+++ EXTRAIT DU DOCUMENT

En outre, les terroristes exploitent et brutalisent fréquemment les femmes par le biais de violences sexuelles et sexistes, provoquant un traumatisme profond qui se répercute sur des communautés entières, s’est émue la Vice-Secrétaire générale. Dans ce contexte, elle a estimé que le Pacte pour l’avenir, adopté en septembre dernier, donne un nouvel élan aux efforts mondiaux contre le terrorisme. Trois domaines sont selon elle prioritaires dans cette lutte. Il faut d’abord continuer de s’attaquer aux moteurs du terrorisme, lequel se nourrit de la fragilité et de la pauvreté, des inégalités et de la désillusion. Elle a également appelé à des approches s’appuyant sur des institutions responsables et inclusives. Elle a enfin présenté la coopération régionale comme le « pivot de toute stratégie antiterroriste efficace », jugeant que la fragmentation des efforts joue en faveur des terroristes. Mais les engagements ne suffisent pas: des ressources adéquates doivent être mises en place, a-t-elle prescrit.
Soutenir une réaction régionale cohérente
L’UA et l’ONU doivent apporter un financement prévisible, durable et flexible aux opérations de paix dans un contexte d’antiterrorisme, a renchéri le Commissaire aux affaires politiques, à la paix et à la sécurité de l’UA. Pour ce faire, M. Bankole Adeoye a appelé à l’activation rapide de la résolution 2719 (2023) du Conseil de sécurité sur le financement des missions de soutien à la paix de l’UA.
Rappelant que, pour la première fois depuis un demi-siècle le terrorisme touche aujourd’hui cinq régions d’Afrique, le Commissaire a indiqué que l’UA a procédé à un recalibrage de son approche. « Nous avons adapté nos politiques en nous appuyant sur des projections faisant état d’une escalade des activités terroristes de 10 à 15% en 2025 », a-t-il relevé. M. Adeoye a ensuite indiqué que, dans le cadre du renforcement du leadership de l’UA sur la problématique terroriste, son centre de lutte contre ce fléau deviendra prochainement un établissement d’excellence promouvant une approche à l’échelle des sociétés.
En plus de ses répercussions graves sur la sécurité, la stabilité économique et la cohésion sociale, le terrorisme perturbe le commerce, le tourisme et les investissements, ce qui entrave considérablement le développement économique du continent, a fait observer M. Said Djinnit, conseiller principal à l’African Centre for the Constructive Resolution of Disputes (ACCORD). Pour y répondre, cet ancien responsable de l’ONU et de l’UA a préconisé une combinaison de mesures de sécurité, de gouvernance et socioéconomiques, en mettant fortement l’accent sur la prévention et la lutte contre les inégalités systémiques.

++++++

OBJECTIF VISÉ
D'après l'extrait sur la lutte contre le terrorisme en Afrique, quelle escalade des activités terroristes les projections utilisées par l'UA prévoient-elles pour 2025 ?

+++ EXTRAITS DE DONNÉES

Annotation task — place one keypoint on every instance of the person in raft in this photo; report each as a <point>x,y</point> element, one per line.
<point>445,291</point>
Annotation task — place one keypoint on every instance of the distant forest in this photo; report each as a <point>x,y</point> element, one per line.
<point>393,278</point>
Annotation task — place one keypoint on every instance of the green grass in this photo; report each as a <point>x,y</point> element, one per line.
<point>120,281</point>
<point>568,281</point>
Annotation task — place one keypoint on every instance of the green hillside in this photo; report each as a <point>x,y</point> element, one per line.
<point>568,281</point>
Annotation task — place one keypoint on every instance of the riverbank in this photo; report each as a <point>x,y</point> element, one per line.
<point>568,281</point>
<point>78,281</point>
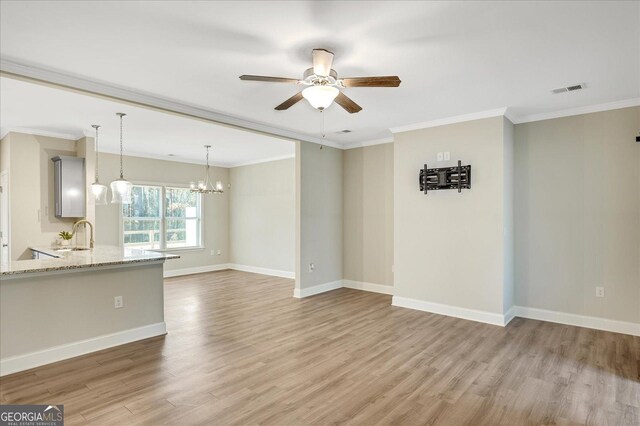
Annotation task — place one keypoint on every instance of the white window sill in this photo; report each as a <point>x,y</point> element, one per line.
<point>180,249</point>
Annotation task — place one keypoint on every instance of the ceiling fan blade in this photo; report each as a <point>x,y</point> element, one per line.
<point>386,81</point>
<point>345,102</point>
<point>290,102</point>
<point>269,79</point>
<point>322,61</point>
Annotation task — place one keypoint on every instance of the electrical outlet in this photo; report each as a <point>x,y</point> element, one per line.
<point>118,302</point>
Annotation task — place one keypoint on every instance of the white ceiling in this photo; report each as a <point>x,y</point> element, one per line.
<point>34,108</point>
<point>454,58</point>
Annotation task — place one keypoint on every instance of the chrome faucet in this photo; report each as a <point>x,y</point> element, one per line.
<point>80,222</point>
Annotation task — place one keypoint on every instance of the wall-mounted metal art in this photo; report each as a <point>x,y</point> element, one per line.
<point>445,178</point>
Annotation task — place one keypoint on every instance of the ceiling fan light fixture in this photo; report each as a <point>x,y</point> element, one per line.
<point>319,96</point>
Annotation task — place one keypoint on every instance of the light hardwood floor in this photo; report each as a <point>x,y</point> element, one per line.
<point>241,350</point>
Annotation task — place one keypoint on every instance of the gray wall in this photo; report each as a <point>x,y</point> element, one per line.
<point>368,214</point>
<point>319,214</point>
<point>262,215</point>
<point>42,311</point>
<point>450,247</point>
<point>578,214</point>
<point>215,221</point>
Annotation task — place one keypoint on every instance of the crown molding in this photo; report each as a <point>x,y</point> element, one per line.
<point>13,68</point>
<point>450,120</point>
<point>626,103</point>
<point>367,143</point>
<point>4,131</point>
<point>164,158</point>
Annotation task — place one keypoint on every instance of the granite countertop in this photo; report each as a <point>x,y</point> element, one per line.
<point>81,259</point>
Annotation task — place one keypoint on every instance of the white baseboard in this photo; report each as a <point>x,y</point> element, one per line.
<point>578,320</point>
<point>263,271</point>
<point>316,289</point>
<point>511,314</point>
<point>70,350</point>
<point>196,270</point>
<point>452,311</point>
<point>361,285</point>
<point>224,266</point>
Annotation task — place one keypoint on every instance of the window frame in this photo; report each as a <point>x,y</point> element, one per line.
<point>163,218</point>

++++++
+++ EXTRAITS DE DONNÉES

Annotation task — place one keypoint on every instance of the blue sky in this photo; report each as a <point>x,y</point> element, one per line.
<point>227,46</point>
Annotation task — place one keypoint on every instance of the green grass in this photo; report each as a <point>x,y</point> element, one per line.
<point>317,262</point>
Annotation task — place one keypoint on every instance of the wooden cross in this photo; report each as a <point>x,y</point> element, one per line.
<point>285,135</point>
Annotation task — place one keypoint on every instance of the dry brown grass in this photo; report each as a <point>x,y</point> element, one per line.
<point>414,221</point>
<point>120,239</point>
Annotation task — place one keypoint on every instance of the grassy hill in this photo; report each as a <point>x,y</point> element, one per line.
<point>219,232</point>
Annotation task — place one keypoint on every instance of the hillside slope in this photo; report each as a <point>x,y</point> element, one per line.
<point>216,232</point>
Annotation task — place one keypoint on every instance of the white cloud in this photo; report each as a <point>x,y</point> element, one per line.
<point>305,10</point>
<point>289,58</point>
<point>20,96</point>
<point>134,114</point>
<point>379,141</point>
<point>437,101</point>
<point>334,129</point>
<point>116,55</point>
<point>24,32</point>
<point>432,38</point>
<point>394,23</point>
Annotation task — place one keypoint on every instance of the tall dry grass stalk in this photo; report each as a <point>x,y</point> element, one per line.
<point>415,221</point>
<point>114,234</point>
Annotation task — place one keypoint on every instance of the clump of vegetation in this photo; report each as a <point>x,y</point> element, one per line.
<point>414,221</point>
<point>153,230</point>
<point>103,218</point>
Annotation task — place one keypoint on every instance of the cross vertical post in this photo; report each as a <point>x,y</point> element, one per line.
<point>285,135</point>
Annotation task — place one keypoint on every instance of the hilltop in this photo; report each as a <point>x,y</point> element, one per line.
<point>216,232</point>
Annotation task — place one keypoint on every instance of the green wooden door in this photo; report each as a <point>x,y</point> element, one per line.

++++++

RÉPONSE ATTENDUE
Une escalade de 10 à 15 %.